#### Texto de leitura
A rapariga chegou à cadeia de Custóias com o intuito de visitar um amigo condenado por tráfico de droga. Como sempre acontece, passou pelo detetor de metais e, em seguida, foi revistada. Nessa altura, a guarda prisional detetou que a visita escondia algo nas cuecas e exigiu que esta revelasse o que ocultava. A rapariga acabou por retirar duas tiras de papel, que iria entregar ao amigo recluso, durante a visita, para que este as levasse para o interior do estabelecimento prisional.
Os guardas prisionais suspeitaram, de imediato, que o papel que a rapariga escondia nas cuecas estivesse impregnado de K4, acionou a Polícia Judiciária (PJ) e foram os inspetores que detiveram a suspeita. Foi também a PJ que “submeteu os papéis a exame pericial”. “Esta Polícia concluiu estarem impregnados com canabinoides sintéticos, destinando-se ao consumo da comunidade reclusa”, descreve um comunicado da Judiciária.
A jovem, apurou o JN, confessou que os papéis impregnados de droga sintética lhe tinham sido entregues por uma pessoa pouco antes da hora da visita, para que fossem entregues ao recluso. Sem antecedentes criminais, a rapariga foi interrogada por um juiz e libertada.
Detetada em 2021
A K4 é uma droga cada vez mais presente nas cadeias portuguesas. Ainda no mês passado, a PJ realizou buscas na prisão de Paços de Ferreira e, no final das 18 buscas às celas, anunciou que “nos últimos meses, têm aumentado consideravelmente o número de apreensões de drogas naquele estabelecimento prisional, em especial de drogas sintéticas”, que têm “efeitos extremamente nefastos e muitas vezes imprevisíveis para a saúde humana e ameaçam seriamente a integridade física e psíquica dos consumidores”.
Em junho de 2021, uma reportagem do JN revelava que havia uma nova droga sintética a ser consumida no interior das prisões: a K4. Já nessa altura, a droga indetetável à vista desarmada, chegava aos reclusos embebida num simples papel de carta, era fumada e provocava surtos psicóticos nos consumidores, tornando-os extremamente violentos.

#### Exercício proposto
Responda a estas perguntas com base na notícia:
1. Onde escondia a rapariga as duas tiras de papel quando foi revistada?
2. Com que substância concluiu a PJ que os papéis estavam impregnados?
3. Quantas buscas às celas realizou a PJ na prisão de Paços de Ferreira?
Os itens provêm de uma fonte distinta da notícia.

#### Itens listados
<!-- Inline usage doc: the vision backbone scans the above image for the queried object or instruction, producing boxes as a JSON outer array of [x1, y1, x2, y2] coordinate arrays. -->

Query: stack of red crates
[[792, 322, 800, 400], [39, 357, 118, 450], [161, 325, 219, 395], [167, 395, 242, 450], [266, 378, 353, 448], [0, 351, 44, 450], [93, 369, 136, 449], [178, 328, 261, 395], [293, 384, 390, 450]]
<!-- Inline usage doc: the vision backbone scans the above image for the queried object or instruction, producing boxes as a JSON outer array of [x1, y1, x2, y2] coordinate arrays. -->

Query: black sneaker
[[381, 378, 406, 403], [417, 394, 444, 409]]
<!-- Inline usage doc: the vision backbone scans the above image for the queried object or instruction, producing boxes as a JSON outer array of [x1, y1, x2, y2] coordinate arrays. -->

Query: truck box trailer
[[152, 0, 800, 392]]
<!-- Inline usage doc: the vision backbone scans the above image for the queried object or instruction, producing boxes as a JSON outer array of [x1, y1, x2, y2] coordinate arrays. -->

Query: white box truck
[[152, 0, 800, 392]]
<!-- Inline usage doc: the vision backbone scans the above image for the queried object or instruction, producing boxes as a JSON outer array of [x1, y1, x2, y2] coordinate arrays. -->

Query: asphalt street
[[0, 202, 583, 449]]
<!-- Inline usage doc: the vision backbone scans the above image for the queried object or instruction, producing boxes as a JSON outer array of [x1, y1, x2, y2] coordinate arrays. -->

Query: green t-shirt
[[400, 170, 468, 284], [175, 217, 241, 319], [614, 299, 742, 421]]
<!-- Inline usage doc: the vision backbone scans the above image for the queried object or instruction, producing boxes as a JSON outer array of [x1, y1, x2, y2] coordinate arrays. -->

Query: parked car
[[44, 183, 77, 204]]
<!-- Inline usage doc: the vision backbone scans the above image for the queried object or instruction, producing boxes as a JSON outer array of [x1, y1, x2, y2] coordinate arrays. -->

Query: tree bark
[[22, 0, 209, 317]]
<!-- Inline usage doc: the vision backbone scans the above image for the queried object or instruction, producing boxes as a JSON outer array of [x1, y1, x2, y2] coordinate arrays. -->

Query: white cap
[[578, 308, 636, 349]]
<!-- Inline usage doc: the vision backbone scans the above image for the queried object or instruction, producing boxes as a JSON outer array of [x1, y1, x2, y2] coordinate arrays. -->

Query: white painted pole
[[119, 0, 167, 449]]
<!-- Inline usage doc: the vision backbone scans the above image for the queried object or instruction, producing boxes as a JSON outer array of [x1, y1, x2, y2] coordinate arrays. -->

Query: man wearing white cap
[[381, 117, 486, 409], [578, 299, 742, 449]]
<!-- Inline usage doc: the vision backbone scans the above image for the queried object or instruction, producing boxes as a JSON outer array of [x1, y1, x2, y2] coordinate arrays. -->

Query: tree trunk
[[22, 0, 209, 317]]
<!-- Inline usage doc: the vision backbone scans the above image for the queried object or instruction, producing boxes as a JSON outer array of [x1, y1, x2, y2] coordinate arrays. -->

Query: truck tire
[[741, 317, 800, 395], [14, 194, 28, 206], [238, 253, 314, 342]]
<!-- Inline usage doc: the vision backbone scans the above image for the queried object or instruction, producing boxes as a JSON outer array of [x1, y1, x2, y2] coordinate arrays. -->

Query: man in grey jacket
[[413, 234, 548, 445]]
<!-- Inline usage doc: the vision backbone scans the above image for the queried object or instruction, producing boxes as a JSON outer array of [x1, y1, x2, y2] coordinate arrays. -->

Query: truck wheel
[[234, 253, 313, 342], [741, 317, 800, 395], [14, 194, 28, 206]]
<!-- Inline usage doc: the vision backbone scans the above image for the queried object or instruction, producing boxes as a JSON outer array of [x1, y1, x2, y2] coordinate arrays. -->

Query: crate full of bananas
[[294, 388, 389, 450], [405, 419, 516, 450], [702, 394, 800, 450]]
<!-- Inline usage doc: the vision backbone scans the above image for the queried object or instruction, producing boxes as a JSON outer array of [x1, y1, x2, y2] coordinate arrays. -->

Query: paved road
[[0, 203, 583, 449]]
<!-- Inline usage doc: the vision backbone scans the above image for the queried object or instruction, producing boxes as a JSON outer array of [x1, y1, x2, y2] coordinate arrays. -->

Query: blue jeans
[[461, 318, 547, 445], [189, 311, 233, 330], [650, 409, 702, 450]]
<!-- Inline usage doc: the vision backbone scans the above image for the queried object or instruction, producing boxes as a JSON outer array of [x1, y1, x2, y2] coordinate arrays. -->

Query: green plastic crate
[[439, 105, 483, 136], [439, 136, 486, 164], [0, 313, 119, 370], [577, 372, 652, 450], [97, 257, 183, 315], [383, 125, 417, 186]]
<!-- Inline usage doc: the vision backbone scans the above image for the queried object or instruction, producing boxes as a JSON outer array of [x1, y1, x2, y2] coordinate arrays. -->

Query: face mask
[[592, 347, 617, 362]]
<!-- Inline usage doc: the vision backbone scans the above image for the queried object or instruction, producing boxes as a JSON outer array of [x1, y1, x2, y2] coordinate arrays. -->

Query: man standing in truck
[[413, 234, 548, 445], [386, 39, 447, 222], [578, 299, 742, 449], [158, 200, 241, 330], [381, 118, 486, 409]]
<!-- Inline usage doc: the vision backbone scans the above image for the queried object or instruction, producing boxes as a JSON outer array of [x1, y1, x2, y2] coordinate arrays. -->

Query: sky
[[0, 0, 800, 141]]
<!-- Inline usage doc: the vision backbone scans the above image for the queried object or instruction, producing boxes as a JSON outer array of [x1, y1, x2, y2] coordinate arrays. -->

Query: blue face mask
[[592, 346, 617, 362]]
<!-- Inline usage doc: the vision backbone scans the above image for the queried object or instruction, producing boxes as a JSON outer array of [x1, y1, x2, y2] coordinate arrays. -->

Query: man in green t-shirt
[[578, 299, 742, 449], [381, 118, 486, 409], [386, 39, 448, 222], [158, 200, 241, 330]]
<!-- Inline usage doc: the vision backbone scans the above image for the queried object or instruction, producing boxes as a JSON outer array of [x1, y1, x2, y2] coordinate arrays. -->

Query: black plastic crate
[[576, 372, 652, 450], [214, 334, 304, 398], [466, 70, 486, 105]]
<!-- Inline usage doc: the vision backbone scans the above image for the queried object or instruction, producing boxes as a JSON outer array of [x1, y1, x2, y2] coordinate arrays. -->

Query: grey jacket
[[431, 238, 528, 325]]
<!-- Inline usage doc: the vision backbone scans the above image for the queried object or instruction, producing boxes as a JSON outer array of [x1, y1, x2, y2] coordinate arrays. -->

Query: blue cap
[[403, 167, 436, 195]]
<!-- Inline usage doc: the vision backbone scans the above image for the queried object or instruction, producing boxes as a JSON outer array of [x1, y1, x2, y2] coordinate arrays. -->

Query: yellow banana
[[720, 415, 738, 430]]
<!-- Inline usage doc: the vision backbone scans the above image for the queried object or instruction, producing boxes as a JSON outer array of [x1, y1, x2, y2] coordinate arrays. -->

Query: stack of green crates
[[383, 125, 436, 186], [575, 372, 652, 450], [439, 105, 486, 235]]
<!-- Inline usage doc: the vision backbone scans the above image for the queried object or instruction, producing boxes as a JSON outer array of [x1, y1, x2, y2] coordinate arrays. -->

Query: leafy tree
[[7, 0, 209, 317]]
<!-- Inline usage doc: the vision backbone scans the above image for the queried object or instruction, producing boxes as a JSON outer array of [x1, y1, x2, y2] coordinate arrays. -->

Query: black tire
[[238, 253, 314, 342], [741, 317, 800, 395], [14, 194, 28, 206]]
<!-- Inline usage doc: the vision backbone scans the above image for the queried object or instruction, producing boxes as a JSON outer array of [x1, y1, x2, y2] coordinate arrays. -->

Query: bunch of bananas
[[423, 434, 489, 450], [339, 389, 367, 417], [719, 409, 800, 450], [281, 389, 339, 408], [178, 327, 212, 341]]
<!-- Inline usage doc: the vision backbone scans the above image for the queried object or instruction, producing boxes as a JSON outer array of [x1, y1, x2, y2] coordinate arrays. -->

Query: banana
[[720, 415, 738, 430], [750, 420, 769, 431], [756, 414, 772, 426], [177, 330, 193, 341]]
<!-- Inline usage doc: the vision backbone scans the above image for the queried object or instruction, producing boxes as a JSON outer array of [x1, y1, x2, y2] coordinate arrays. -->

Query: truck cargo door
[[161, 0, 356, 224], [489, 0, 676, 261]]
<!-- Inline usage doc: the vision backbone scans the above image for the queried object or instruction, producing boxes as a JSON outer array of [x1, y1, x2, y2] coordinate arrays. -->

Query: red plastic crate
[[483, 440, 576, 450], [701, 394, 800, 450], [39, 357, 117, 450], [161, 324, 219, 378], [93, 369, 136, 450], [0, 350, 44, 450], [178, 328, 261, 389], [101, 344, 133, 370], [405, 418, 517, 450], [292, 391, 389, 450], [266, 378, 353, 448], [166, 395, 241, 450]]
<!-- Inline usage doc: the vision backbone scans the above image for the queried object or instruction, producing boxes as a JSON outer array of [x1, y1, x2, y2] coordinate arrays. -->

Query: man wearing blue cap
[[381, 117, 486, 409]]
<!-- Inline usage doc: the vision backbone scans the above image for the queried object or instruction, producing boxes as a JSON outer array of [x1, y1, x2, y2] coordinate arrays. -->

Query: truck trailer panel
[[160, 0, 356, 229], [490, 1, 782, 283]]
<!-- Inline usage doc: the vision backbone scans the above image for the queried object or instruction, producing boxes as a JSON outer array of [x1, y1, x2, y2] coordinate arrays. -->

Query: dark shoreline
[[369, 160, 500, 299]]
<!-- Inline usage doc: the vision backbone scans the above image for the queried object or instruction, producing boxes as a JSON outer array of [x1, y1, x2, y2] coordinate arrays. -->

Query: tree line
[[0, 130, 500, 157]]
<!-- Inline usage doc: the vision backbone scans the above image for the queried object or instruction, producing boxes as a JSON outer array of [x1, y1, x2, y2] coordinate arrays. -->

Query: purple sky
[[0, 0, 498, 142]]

#### Resultado obtido
1. Nas cuecas.
2. Com canabinoides sintéticos.
3. 18 buscas.